--- Begin ---
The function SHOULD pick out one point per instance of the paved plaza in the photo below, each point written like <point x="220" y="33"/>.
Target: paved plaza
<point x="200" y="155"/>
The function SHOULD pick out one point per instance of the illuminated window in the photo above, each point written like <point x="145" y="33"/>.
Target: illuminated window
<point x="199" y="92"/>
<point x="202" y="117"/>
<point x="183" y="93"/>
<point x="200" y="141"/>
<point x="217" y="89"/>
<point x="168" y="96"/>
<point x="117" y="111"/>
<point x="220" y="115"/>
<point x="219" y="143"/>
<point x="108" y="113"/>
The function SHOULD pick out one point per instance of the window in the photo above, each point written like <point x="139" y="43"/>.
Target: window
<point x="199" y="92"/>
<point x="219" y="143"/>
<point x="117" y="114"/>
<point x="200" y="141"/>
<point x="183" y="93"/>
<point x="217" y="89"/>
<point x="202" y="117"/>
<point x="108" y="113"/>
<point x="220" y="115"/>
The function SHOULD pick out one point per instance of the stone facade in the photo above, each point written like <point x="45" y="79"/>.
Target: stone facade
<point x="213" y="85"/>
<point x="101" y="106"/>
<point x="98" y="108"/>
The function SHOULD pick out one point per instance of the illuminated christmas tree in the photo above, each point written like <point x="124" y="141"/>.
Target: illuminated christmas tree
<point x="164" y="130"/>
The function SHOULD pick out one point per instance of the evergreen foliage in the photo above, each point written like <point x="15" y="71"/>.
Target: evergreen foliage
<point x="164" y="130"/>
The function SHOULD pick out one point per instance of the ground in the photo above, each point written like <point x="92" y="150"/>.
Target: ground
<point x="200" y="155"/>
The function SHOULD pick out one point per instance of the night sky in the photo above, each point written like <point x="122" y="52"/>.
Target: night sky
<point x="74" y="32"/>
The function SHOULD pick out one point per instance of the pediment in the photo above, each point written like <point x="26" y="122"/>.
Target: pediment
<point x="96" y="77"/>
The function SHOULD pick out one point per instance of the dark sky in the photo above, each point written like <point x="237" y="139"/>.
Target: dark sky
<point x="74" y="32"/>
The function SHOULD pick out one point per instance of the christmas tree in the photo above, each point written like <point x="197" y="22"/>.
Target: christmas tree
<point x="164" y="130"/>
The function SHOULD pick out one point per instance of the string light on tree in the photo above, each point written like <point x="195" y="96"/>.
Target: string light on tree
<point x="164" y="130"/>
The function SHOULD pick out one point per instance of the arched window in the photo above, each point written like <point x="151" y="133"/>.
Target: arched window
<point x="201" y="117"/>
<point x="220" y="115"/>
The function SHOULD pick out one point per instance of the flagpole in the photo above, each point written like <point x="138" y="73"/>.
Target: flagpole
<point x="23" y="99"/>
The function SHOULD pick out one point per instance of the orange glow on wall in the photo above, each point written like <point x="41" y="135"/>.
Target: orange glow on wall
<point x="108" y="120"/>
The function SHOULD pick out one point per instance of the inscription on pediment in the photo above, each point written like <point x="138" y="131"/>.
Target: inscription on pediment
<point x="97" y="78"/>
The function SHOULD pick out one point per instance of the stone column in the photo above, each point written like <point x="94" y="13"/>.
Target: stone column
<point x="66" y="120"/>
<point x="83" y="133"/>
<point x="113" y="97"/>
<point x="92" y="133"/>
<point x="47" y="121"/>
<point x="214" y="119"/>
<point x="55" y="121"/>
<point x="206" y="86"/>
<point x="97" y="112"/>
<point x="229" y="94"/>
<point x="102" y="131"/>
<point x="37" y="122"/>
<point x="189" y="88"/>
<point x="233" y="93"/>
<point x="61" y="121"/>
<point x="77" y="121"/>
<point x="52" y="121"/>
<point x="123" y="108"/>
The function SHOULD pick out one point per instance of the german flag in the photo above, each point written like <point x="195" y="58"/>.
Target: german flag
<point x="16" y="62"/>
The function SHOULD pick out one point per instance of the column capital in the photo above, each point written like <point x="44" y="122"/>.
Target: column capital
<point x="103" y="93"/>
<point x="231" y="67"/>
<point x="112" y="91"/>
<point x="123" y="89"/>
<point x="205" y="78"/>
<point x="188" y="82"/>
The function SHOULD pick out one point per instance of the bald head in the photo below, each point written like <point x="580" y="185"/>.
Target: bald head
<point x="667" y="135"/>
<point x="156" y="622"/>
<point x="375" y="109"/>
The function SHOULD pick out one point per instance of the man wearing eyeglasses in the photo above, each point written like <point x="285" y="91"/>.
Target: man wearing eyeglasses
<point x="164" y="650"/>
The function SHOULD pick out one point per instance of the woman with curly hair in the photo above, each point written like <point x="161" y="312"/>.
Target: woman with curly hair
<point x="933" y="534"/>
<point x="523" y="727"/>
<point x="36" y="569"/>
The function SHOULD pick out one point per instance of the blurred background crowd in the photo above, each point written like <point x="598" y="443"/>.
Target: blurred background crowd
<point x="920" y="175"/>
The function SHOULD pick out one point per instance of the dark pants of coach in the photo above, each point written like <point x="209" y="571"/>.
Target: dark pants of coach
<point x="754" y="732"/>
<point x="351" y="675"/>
--- End ---
WORK TO COMPLETE » The records above need to be transcribed in full. Keep every character unchanged.

WORKED ANSWER »
The function SHOULD pick out one point per instance of the paved plaza in the photo below, each point written like <point x="220" y="33"/>.
Target: paved plaza
<point x="200" y="155"/>
The function SHOULD pick out one point per instance of the illuminated window in the photo above, each point written like <point x="145" y="33"/>.
Target: illuminated window
<point x="199" y="92"/>
<point x="202" y="117"/>
<point x="183" y="93"/>
<point x="200" y="141"/>
<point x="217" y="89"/>
<point x="168" y="96"/>
<point x="117" y="111"/>
<point x="220" y="115"/>
<point x="219" y="143"/>
<point x="108" y="113"/>
The function SHOULD pick out one point per instance of the window in the photo above, each point written like <point x="139" y="43"/>.
Target: window
<point x="199" y="92"/>
<point x="219" y="143"/>
<point x="117" y="114"/>
<point x="200" y="141"/>
<point x="183" y="93"/>
<point x="217" y="89"/>
<point x="202" y="117"/>
<point x="108" y="113"/>
<point x="220" y="115"/>
The function SHOULD pick out one point per instance of the stone facade in the photo above, each point written like <point x="45" y="79"/>.
Target: stone facade
<point x="213" y="85"/>
<point x="101" y="106"/>
<point x="98" y="108"/>
The function SHOULD pick out one point per instance of the illuminated christmas tree in the photo above, each point written like <point x="124" y="141"/>.
Target: illuminated christmas tree
<point x="164" y="130"/>
The function SHOULD pick out one point per instance of the evergreen foliage in the photo above, each point written like <point x="15" y="71"/>.
Target: evergreen foliage
<point x="164" y="130"/>
The function SHOULD pick out one point per instance of the ground in the photo above, each point written like <point x="92" y="150"/>.
Target: ground
<point x="200" y="155"/>
The function SHOULD pick out one point per instance of the night sky in the photo above, each point written like <point x="122" y="52"/>.
Target: night sky
<point x="74" y="32"/>
The function SHOULD pick out one point per instance of the pediment in the photo above, each point written like <point x="26" y="122"/>.
Target: pediment
<point x="96" y="77"/>
The function SHOULD pick out one point per instance of the dark sky in the photo above, each point written like <point x="237" y="139"/>.
Target: dark sky
<point x="74" y="32"/>
The function SHOULD pick out one point per instance of the christmas tree in the photo above, each point written like <point x="197" y="22"/>.
Target: christmas tree
<point x="164" y="130"/>
The function SHOULD pick out one point per instance of the string light on tree in the photo above, each point written like <point x="195" y="96"/>.
Target: string light on tree
<point x="164" y="130"/>
The function SHOULD pick out one point per instance of the arched window in the photo above, each point written like <point x="151" y="133"/>.
Target: arched window
<point x="201" y="117"/>
<point x="220" y="115"/>
The function SHOULD pick out one point per instance of the flagpole in the photo above, each point written like <point x="138" y="73"/>.
Target: flagpole
<point x="23" y="99"/>
The function SHOULD pick out one point per instance of the orange glow on wall in the photo above, each point written like <point x="41" y="135"/>.
Target: orange glow on wall
<point x="108" y="120"/>
The function SHOULD pick out one point per instance of the inscription on pediment in the photo above, each point written like <point x="138" y="131"/>.
Target: inscription on pediment
<point x="97" y="78"/>
The function SHOULD pick out one point per instance of the stone column in the photo above, each point written like <point x="94" y="13"/>.
Target: stone column
<point x="66" y="120"/>
<point x="83" y="133"/>
<point x="113" y="97"/>
<point x="92" y="133"/>
<point x="47" y="121"/>
<point x="214" y="119"/>
<point x="55" y="121"/>
<point x="206" y="86"/>
<point x="97" y="112"/>
<point x="229" y="94"/>
<point x="102" y="131"/>
<point x="37" y="122"/>
<point x="189" y="88"/>
<point x="233" y="93"/>
<point x="61" y="121"/>
<point x="77" y="121"/>
<point x="52" y="121"/>
<point x="123" y="108"/>
The function SHOULD pick out one point per instance of the german flag in the photo above, each point written like <point x="195" y="58"/>.
Target: german flag
<point x="16" y="62"/>
The function SHOULD pick out one point per instance of the column capital in the photo above, each point written like <point x="44" y="122"/>.
Target: column capital
<point x="103" y="93"/>
<point x="231" y="67"/>
<point x="112" y="91"/>
<point x="123" y="89"/>
<point x="205" y="78"/>
<point x="188" y="82"/>
The function SHOULD pick out one point per instance of the bald head in the photo below, each point written like <point x="580" y="185"/>.
Target: bald head
<point x="667" y="135"/>
<point x="156" y="622"/>
<point x="375" y="109"/>
The function SHOULD pick out one point per instance of the man wearing eyeglasses in the photo above, each point written like <point x="285" y="91"/>.
Target: man wearing eyeglasses
<point x="164" y="650"/>
The function SHOULD pick out one point per instance of the woman with curly hair in the photo above, each point written like <point x="161" y="312"/>.
Target: woman with curly hair
<point x="933" y="534"/>
<point x="523" y="727"/>
<point x="36" y="569"/>
The function SHOULD pick out one point per instance of the blurred background crowd in the photo above, each point written like <point x="598" y="443"/>.
Target: blurred background crowd
<point x="920" y="175"/>
The function SHOULD pick out one point per instance of the dark pants of coach in the photo above, each point written like <point x="209" y="571"/>.
Target: dark pants of coach
<point x="754" y="732"/>
<point x="351" y="675"/>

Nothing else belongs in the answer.